# Hickory Crossing , Ga



## jrkhholmes (Mar 1, 2011)

Had a wonderful time in Hickory Crossing at Wild Boar Trials in Feburary. Next is June 11th & 12th. There is also a website.. . . http://hickoryxwildboar.wetpaint.com


----------



## big country rnr (Mar 3, 2011)

Love that pen but its 7 hours away . Glad its still a good time .


----------



## HawgWild23 (Mar 3, 2011)

I would like to see more fresh boars.


----------



## mbanister (Mar 5, 2011)

if you know of anyone who has any let know, it hard to keep and get new ones with the strict testing by the dept. of ag.


----------



## jrkhholmes (Apr 21, 2011)

Getting closer time for next trials, hope there is a great many people there beings that it will be a beautiful time of year in the shade, with friends and acquientances. Friday June 10th have a nice get together then the bayings start at 9am on Saturday June 11th . . . Hope to see many new faces and meet more people.


----------



## roadhand10 (Apr 23, 2011)

im gonna look in to that one 2 weeks till abbyville tho


----------



## Break Stick (Apr 23, 2011)

Looking forward to it .


----------



## mbanister (May 5, 2011)

*coon tree n contest*

we are planning on having a coon tree n contest on sat.  there will be a trophy and a 100% payback on the entry fee


----------



## jrkhholmes (May 9, 2011)

Getting closer and closer to the Hickory Crossing event. Gonna have baying, treeing, shirts, hats, food etc. Hope everyone come and joins in!!! Love to see everyone!!!

- _SET OF TASKS_
a) From the Hickory Crossing thread, transcribe everything from "## mbanister (May" down to "to see everyone!!!".
b) Answer these questions using the Hickory Crossing thread:
(i) At what time and on what day do the bayings start?
(ii) What two prizes are planned for the coon tree contest?
(iii) How far away is the pen for the poster big country rnr?

- _EXCERPTED RECORDS_
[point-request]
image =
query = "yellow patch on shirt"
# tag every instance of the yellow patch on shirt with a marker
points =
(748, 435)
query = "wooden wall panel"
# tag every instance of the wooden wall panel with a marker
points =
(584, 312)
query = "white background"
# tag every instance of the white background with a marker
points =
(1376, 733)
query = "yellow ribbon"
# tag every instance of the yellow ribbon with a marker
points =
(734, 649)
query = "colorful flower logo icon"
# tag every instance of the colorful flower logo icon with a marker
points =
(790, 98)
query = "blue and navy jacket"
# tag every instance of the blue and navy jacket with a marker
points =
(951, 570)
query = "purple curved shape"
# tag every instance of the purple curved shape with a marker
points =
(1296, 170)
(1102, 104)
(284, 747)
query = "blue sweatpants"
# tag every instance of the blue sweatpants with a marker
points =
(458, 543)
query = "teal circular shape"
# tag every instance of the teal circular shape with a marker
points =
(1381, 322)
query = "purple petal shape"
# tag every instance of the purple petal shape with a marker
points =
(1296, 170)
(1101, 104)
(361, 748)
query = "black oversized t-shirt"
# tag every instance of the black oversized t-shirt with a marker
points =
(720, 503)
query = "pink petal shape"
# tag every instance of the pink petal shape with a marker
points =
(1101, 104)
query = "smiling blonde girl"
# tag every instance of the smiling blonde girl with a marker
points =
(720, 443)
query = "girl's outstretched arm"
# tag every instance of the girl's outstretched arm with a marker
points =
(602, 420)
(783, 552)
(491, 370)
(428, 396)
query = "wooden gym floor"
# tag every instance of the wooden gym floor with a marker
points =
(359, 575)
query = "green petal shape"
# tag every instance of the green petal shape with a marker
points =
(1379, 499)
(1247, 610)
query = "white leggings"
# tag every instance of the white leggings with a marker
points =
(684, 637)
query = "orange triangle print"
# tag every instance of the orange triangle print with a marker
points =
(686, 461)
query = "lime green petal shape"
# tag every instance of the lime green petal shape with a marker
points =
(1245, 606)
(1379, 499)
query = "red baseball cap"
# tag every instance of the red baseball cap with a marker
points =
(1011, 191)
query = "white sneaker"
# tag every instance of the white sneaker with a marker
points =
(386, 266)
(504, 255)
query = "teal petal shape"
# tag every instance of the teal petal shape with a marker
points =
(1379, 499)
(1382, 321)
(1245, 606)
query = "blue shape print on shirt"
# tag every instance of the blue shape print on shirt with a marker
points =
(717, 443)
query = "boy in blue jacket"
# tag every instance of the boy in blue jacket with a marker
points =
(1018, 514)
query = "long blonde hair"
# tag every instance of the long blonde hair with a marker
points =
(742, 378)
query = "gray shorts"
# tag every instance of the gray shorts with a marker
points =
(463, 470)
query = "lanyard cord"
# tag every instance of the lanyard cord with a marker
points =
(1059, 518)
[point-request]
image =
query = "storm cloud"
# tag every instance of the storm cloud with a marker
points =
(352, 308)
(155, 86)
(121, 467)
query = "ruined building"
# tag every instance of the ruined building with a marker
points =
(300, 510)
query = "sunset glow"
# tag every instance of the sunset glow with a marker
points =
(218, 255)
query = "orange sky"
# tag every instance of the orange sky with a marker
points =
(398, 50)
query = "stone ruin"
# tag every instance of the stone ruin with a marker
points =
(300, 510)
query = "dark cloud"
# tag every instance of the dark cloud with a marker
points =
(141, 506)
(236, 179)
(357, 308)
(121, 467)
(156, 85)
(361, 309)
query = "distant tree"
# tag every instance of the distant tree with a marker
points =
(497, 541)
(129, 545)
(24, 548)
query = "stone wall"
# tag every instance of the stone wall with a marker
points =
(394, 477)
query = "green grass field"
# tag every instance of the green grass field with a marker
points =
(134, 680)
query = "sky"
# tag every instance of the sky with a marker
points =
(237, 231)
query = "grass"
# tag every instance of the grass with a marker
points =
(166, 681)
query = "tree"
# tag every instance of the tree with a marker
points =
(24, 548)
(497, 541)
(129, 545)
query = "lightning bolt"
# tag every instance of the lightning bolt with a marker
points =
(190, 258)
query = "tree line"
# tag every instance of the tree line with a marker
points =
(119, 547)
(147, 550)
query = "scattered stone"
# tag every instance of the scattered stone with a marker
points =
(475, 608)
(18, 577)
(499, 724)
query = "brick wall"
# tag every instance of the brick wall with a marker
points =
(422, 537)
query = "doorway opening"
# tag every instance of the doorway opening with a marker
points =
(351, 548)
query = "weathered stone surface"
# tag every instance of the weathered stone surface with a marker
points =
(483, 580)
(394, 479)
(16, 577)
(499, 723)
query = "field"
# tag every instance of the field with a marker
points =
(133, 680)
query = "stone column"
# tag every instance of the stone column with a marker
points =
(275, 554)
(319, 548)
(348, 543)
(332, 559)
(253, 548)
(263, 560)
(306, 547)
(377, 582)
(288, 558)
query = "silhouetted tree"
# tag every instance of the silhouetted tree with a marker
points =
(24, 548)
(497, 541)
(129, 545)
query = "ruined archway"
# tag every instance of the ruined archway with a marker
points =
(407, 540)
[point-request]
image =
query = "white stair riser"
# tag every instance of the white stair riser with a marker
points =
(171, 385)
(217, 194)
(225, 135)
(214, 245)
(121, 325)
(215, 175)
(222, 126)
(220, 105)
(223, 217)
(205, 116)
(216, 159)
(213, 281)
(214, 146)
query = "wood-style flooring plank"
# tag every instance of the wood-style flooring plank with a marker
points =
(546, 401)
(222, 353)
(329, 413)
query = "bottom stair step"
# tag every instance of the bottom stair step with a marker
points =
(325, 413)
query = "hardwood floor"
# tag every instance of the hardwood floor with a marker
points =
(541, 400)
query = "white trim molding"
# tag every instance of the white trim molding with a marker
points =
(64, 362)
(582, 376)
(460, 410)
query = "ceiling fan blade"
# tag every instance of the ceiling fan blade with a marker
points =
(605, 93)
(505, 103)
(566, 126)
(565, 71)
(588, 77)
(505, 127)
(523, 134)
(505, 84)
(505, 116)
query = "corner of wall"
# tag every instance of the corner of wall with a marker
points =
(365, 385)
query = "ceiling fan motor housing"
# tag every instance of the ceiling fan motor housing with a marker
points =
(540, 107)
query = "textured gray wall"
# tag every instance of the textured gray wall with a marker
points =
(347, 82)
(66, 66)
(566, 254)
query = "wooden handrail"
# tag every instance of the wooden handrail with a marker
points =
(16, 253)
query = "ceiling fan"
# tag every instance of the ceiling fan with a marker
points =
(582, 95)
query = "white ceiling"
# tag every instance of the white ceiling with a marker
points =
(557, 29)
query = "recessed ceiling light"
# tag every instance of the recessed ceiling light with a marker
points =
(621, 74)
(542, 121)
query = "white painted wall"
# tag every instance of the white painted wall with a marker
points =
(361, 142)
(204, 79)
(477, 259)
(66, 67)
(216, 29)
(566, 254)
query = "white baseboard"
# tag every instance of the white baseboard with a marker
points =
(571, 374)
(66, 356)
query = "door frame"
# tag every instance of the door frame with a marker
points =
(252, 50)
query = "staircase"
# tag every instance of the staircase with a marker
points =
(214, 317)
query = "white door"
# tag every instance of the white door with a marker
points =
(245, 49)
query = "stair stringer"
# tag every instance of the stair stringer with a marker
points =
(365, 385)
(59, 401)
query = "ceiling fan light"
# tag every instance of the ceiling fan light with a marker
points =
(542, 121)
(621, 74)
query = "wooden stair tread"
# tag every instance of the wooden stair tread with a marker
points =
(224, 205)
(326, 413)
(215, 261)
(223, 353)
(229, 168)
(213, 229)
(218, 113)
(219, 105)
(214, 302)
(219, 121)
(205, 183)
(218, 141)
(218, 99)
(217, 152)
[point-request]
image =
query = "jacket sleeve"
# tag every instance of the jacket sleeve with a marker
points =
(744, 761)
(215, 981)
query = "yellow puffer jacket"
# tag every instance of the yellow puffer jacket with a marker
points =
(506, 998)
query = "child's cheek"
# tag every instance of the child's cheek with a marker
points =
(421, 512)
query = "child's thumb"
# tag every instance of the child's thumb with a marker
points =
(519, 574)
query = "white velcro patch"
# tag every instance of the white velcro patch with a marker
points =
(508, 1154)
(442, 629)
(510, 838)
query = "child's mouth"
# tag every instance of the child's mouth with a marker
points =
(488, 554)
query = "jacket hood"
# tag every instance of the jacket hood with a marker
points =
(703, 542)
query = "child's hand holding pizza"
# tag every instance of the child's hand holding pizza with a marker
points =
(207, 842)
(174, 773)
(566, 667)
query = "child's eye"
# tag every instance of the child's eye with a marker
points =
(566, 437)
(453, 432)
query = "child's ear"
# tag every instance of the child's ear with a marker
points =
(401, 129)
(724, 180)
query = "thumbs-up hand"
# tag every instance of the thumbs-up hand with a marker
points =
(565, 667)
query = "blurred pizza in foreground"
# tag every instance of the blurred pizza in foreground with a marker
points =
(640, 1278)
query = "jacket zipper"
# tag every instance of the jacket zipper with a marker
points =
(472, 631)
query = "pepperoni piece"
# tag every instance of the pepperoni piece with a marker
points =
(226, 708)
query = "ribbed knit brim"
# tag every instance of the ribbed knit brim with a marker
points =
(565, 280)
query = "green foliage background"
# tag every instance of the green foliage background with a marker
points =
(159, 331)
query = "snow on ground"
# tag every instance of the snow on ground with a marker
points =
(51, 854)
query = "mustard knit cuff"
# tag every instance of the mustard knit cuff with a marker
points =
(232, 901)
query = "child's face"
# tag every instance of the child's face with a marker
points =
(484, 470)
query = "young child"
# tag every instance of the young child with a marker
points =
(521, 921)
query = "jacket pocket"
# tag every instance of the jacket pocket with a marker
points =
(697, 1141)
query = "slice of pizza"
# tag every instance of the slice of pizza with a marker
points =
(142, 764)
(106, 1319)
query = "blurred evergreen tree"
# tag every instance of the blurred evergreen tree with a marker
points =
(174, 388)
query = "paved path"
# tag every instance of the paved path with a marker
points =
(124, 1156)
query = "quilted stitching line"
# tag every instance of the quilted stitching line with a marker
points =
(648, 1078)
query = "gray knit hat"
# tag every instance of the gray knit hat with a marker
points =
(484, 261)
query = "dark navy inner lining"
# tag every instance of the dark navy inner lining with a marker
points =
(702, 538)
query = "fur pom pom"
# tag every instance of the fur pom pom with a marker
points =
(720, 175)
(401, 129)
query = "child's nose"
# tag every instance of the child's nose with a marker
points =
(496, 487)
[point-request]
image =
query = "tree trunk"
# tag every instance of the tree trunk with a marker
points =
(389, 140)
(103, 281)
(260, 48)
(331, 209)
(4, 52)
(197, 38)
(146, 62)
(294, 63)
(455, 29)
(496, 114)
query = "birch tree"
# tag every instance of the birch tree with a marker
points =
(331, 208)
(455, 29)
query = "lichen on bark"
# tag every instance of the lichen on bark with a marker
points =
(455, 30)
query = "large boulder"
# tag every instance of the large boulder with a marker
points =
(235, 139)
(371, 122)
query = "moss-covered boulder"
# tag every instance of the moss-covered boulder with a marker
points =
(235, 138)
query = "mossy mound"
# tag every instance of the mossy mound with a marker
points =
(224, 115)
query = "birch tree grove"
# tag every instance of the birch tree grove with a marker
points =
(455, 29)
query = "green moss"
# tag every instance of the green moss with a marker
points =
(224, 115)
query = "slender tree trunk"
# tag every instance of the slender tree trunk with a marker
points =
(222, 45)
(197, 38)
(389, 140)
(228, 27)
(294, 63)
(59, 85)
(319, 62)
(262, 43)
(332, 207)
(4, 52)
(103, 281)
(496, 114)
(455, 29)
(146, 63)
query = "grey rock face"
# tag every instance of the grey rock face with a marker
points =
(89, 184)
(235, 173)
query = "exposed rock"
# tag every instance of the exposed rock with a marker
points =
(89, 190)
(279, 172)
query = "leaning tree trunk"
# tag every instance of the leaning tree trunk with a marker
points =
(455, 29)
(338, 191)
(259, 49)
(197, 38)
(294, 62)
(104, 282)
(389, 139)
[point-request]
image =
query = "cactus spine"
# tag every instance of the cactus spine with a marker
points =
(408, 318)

- _PROBLEM SOLUTIONS_
a)
## mbanister (May 5, 2011)

*coon tree n contest*

we are planning on having a coon tree n contest on sat.  there will be a trophy and a 100% payback on the entry fee


----------



## jrkhholmes (May 9, 2011)

Getting closer and closer to the Hickory Crossing event. Gonna have baying, treeing, shirts, hats, food etc. Hope everyone come and joins in!!! Love to see everyone!!!

b)
(i) At 9am on Saturday, June 11th.
(ii) A trophy and a 100% payback on the entry fee.
(iii) 7 hours.